ИСХОДНЫЙ ТЕКСТ ::
────────────────
С Брюсовым говорить о чем-нибудь таком и в голову не приходило. В далекие годы «декадентства» он не упускал случая выразить свое презрение или даже ненависть к «либералам». Но это уж так водилось. А затем — я не припомню ни одного брюсовского мнения по какому-нибудь вопросу более или менее широкому. Никогда не слышали мы, чтобы он и где-нибудь, не с нами, общих вопросов определенно касался. Стеклянный колпак накрывал его; под ним, в безвоздушном пространстве своей единой, на себя обращенной страсти он и оставался. Изумительно, однако, что никто даже ни разу не спохватился: да что же это за человек? Да живой он или мертвый?
Никто, ни разу: с такой мастерской хитростью умел Брюсов скрывать своеобразную мертвость души, мысли и сердца.
12
Намеренно опускаю все, что рассказывали мне другие о Брюсове и о его жизни. Да мало и запоминаются такие рассказы. Никогда ведь не знаешь, что в них правда, что ложь — невольная или вольная. Факты, имеющие значение, узнаются сами собой. Что Брюсов стал кидаться в разные эксцессы, но не утопал ни в одном с головой и, наконец, прибег к наркотикам — было только логично, не верить не приходилось. Любовные драмы? Они, вероятно, происходят все по одному и тому же, Брюсову свойственному, образцу, — а количество их неинтересно.
────────────────
ЗАДАЧИ ::
1. Определите, согласуется ли каждое из утверждений с текстом о Брюсове выше. Ответьте «да» или «нет» и приведите решающие слова текста дословно. (а) Автор часто слышал мнения Брюсова по широким вопросам. (б) Автор намеренно опускает то, что рассказывали о Брюсове другие. (в) Брюсов в конце концов прибег к наркотикам.
2. К кому, согласно тексту о Брюсове выше, он в годы «декадентства» не упускал случая выразить презрение или даже ненависть?
3. Продолжите текст о Брюсове, начав сразу после его последнего предложения.

ИЗВЛЕЧЁННЫЕ ЗАПИСИ ::
────────────────
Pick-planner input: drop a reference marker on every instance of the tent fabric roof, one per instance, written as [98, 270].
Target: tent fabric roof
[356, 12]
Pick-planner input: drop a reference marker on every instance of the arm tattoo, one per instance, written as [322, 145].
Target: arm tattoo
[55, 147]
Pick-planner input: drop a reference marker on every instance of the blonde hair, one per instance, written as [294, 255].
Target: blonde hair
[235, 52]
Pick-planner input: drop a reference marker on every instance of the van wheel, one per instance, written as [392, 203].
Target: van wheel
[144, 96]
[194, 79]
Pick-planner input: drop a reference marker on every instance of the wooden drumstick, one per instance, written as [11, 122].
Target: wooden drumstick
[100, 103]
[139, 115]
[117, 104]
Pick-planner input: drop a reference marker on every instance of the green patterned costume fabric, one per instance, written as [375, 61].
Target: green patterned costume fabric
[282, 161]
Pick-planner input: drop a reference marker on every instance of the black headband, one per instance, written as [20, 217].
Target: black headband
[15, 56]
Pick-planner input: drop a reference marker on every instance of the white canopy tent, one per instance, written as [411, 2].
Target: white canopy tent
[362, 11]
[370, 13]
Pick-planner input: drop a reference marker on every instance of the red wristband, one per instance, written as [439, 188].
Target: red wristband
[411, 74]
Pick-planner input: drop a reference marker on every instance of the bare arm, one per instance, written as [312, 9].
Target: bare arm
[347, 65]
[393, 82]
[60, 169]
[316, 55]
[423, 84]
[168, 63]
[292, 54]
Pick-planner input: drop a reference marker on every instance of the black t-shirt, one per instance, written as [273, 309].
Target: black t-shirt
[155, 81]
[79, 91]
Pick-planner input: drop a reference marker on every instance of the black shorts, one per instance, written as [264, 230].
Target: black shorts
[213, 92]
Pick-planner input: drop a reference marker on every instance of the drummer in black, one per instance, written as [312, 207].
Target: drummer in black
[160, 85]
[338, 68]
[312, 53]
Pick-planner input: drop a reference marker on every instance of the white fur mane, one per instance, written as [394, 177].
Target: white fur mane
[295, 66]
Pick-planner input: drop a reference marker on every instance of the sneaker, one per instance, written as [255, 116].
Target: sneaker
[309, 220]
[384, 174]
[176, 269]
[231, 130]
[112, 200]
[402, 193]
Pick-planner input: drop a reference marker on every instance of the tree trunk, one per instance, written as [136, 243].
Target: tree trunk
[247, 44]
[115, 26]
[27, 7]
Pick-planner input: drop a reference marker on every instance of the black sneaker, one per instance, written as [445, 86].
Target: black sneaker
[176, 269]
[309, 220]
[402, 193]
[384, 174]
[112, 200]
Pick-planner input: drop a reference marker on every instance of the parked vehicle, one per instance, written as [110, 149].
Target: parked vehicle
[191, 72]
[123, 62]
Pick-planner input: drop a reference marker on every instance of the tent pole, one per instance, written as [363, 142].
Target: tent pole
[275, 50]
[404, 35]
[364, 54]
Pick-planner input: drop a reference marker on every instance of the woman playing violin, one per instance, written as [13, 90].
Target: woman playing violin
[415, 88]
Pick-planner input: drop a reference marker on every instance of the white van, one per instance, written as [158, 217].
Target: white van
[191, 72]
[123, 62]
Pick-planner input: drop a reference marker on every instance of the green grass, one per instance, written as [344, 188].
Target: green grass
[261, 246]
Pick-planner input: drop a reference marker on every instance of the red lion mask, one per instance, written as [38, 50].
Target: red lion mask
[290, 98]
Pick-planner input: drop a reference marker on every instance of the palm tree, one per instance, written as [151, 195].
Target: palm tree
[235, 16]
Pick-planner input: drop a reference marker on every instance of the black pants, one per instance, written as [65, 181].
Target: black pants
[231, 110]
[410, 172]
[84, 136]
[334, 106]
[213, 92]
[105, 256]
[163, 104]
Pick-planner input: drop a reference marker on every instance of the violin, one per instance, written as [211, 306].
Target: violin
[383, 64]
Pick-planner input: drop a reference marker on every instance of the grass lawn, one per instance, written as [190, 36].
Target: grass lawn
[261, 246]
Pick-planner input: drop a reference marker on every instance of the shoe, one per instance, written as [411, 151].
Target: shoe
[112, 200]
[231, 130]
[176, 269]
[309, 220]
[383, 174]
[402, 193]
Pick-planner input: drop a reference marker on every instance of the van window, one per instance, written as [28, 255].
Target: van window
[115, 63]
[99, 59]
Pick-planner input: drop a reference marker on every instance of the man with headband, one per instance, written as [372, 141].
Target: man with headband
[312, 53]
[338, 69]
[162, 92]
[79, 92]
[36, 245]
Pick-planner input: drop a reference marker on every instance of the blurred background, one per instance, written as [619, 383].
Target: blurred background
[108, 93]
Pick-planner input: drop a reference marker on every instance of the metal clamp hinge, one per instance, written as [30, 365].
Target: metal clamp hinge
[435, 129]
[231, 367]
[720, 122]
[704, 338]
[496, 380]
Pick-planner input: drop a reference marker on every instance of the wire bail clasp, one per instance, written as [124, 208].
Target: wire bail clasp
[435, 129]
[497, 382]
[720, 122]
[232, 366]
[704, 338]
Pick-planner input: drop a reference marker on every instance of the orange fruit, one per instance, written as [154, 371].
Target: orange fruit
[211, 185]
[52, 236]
────────────────
ОЖИДАЕМЫЕ ОТВЕТЫ ::
1.
(а) Нет: «я не припомню ни одного брюсовского мнения по какому-нибудь вопросу более или менее широкому».
(б) Да: «Намеренно опускаю все, что рассказывали мне другие о Брюсове и о его жизни».
(в) Да: «и, наконец, прибег к наркотикам».

2. К «либералам».

3.
Но раз мы услышали, что в Москве застрелилась молодая, скромная поэтесса,
[121]
тихая девушка; и что это самоубийство связано с Брюсовым.
Подробностей не помню, да, может быть, мне их и не рассказывали. Этот случай проник даже в газеты.
Было неприятно, как всегда, когда слышишь о самоубийствах. Но, каюсь, о Брюсове мало думалось. Он невинен, если даже и виноват: ведь он вины-то своей не почувствует…
И нисколько не удивило меня известие, очень вскоре, что Брюсов приехал в Петербург: мы, петербургская интеллигенция, собирались тогда чествовать заезжего гостя — Верхарна.
[122]
С Верхарном же Брюсов был хорош, чуть ли не ездил к нему в свое время гостить. По своему «европеизму» Брюсов деятельно поддерживал связи с заграничными писателями. Андре Жид даже давал статейки для «Весов».
Ну, очевидно, приехал для Верхарна. Занят, к нам заехать некогда, увидимся на банкете.
Но вот, накануне банкета, является Брюсов.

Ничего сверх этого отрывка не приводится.